Source excerpt
Though Debba Pitcock, Griffiths’ boss at the Rose & Crown restaurant, said she collected broken pieces of the vehicle from the scene and hand-delivered them to police, both Griffiths and Pitcock say that, to this day, they have never been contacted by Nantucket authorities.
Police Chief William Pittman did not respond to several requests for interviews or to written questions about accusations made against the department.
So when the sun rose over Nantucket on March 11, 2018, to reveal the racist defacing of an island landmark, the town’s Black residents were appalled and angry. But not surprised.
Racial problems have “been here for a long, long time,” says Jim Barros, a longtime island resident.
Still, the immediate response to the act was encouraging.

Within hours, residents had arrived at the Meeting House with buckets and brushes to help paint over the graffiti. In the weeks that followed, signs of support appeared in front yards across the island. And police, vowing a vigorous investigation, denounced the act as “not only a senseless crime but an attack on the rich history of this very community.”
“I think in the immediate aftermath, there was some hope that because it had so much attention, that the police on Nantucket would handle it,” said a woman who grew up on the island and later took a job within the local school district. “But it became clear pretty quickly that that wasn’t going to happen.”
From the start, the investigation by Nantucket police seemed to go nowhere, even as the chief insisted the department was doing everything in its power to find those responsible. In an update a few months after the crime, police said they had knocked on more than 100 doors, and the detective assigned to the case told the local paper he’d spent more than 100 hours working the case. At one point, police said, they’d passed along interviews to the FBI.
Advertisement
None of it, the chief insisted, had turned up anything.
For a Black island community that already felt ignored, the lack of progress on such a high-profile case was distressing.
If police allowed an act as vile and egregious as the Meeting House vandalism to go unsolved, wondered Delroy Lawrence, a former standout high school athlete on the island, “then what reason would I have to believe that the police are going to be willing to serve my best interests as a Black person?”
Frustrations were fueled by widespread speculation that at least one of the perpetrators hailed from an island family with ties to local police — and the uneasy feeling among some that those ties helped explain why investigators continued coming up short.
In an interview with the Cape Cod Times, Pittman brushed the concerns off as unfounded social media ramblings.
“I hear a lot about talk on social media implying there is a reason why there hasn’t been a resolution to this case,” he told the publication in July 2018. “When they are saying this kind of thing, saying they know who was involved, I look at our reports and there is nothing from this person.”
Still, last summer Pittman turned the case over to the Massachusetts State Police and the office of Cape and Islands district attorney, saying later that it would be irresponsible for the department to investigate an incident in which “people believe we were involved.”
The shift — which came more than a year after the crime occurred — seemed to make little difference.
More weeks passed, then months, with no resolution.
* * *
Rose Marie Samuels never forgot what happened at the Meeting House. It ate at her.

Dataset extract
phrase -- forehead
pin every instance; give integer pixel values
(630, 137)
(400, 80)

Task requirements
Extend the news story about the Nantucket Meeting House vandalism, picking up right after its last sentence, "It ate at her." The listing comes from a separate source.

Result
When she’d first heard what had been scrawled across the building’s front door, she didn’t believe it. It was only when she saw a photo later that day on Facebook that she understood.
Her frustrations didn’t dissipate over the course of the next two years. But it wasn’t until the recent stories of police killings came to dominate the news cycle that she felt compelled to speak out.
“Watching the news and seeing all the different things that were happening, the racial things that were happening, I decided that this is time for answers,” Samuels said. “Things like this should not just be shoved under the rug.”
Two months after appearing before the town’s Select Board, Samuels addressed residents during an island protest against police violence, organized by a group of young local activists. There, she detailed her own experiences with the Nantucket police — she believes the department failed to properly investigate a 2018 incident in which her 12-year-old son was hit by a vehicle while riding his bike — while once again calling attention to the Meeting House investigation.
This time, her comments took hold.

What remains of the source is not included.